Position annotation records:
-- begin --

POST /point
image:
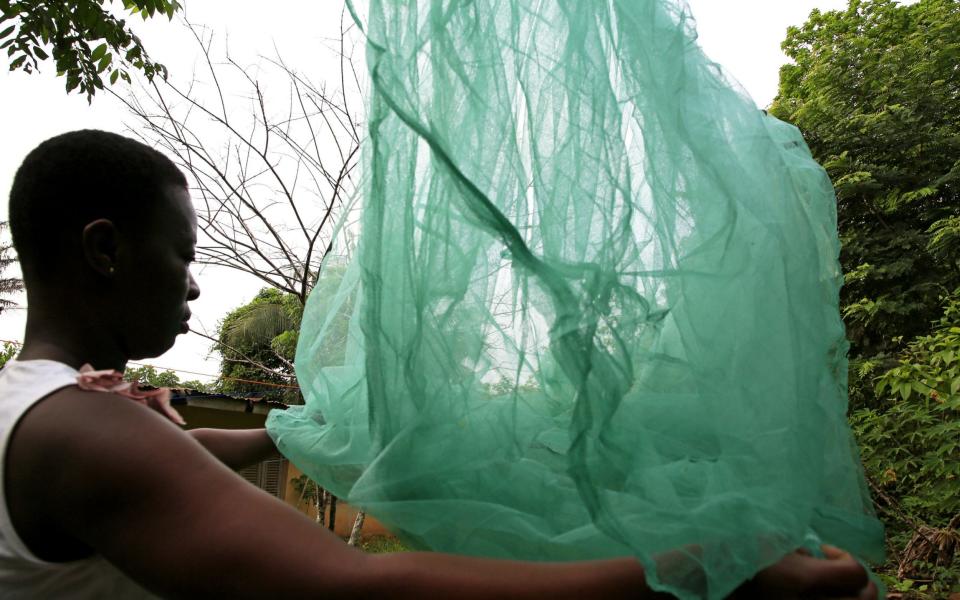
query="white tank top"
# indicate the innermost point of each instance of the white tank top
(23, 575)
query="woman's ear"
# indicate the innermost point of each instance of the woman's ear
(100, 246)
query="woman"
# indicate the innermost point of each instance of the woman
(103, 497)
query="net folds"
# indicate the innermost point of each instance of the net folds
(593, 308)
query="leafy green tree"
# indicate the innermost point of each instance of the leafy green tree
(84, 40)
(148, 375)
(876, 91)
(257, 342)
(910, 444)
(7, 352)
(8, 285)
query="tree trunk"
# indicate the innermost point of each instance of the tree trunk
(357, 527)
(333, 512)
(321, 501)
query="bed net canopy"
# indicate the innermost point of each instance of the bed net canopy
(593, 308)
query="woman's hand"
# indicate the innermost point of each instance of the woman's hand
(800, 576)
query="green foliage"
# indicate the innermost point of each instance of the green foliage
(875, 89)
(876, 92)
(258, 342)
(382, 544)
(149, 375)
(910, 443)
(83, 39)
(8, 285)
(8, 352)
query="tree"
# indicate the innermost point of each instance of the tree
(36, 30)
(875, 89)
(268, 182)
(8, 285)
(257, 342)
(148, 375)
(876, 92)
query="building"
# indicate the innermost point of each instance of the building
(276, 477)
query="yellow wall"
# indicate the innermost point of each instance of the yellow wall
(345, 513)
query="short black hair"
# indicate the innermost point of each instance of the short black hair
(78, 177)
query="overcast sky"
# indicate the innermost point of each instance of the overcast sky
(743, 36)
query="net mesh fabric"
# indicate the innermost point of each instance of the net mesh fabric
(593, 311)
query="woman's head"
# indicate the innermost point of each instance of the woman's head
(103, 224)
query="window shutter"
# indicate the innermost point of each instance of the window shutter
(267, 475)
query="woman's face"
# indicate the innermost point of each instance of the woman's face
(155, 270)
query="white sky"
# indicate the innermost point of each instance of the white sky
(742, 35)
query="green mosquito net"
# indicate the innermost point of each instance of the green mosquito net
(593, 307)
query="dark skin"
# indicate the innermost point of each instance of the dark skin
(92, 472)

-- end --
-- begin --

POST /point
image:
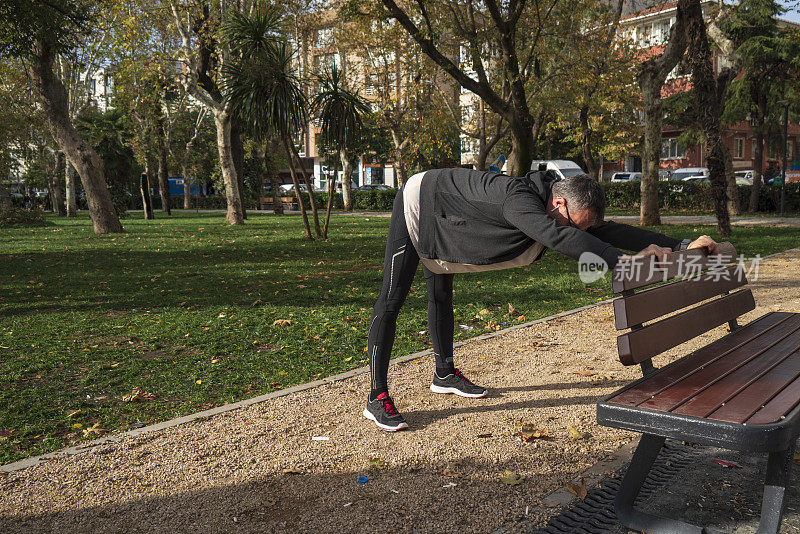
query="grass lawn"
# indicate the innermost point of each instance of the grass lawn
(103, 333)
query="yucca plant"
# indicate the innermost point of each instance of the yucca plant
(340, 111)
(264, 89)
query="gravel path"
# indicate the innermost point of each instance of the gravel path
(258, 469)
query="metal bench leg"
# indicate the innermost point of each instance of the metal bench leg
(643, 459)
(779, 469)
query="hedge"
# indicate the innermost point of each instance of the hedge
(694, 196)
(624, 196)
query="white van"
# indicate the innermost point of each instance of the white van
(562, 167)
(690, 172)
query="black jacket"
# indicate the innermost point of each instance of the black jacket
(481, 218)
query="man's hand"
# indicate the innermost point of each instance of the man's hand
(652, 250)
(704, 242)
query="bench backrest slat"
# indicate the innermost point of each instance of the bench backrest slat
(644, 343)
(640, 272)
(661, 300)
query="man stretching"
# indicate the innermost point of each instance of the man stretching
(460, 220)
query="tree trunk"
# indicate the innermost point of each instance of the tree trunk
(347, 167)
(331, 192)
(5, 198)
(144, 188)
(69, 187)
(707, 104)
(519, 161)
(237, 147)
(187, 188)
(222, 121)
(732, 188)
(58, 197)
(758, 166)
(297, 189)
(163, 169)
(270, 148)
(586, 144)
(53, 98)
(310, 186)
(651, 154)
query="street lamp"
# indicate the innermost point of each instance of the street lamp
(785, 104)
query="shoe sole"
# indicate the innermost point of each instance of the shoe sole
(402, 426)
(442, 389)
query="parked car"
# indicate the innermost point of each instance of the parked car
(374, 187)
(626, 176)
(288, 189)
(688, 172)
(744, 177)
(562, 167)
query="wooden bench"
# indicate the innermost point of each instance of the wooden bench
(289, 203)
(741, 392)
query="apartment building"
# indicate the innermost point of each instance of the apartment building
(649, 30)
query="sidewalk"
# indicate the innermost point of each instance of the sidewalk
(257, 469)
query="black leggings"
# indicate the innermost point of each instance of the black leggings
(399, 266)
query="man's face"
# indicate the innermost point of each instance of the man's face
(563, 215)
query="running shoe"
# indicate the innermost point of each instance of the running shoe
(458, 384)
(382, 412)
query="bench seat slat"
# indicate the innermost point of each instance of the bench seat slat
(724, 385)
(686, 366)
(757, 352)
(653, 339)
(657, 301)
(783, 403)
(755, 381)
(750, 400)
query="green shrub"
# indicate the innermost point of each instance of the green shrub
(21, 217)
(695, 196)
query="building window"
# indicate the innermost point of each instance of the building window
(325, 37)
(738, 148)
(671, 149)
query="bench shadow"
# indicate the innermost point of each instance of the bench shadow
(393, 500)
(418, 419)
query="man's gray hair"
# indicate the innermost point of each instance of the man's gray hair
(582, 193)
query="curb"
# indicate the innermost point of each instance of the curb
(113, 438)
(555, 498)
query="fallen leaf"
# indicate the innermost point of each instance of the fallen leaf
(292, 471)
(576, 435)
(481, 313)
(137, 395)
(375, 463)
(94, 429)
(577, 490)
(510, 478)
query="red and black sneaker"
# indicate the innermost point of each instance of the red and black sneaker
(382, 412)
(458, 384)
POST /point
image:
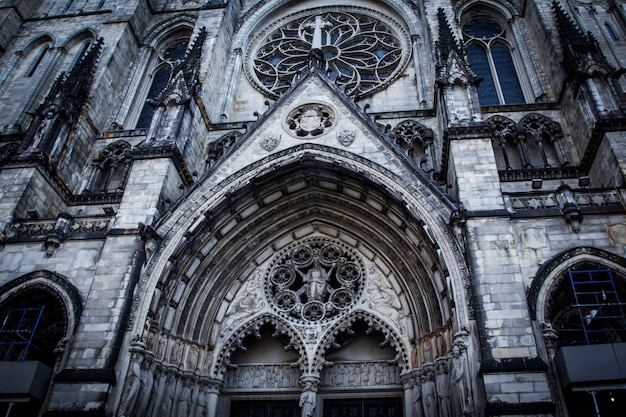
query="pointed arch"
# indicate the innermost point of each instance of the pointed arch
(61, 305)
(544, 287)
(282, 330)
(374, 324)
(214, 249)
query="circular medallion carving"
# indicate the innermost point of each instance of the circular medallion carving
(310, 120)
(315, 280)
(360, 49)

-- end --

(Your instructions)
Extract every line of the entries above that contains the string "hedge", copying each such line in full.

(Result of this task)
query="hedge"
# indicate the innermost point of each instance of the hedge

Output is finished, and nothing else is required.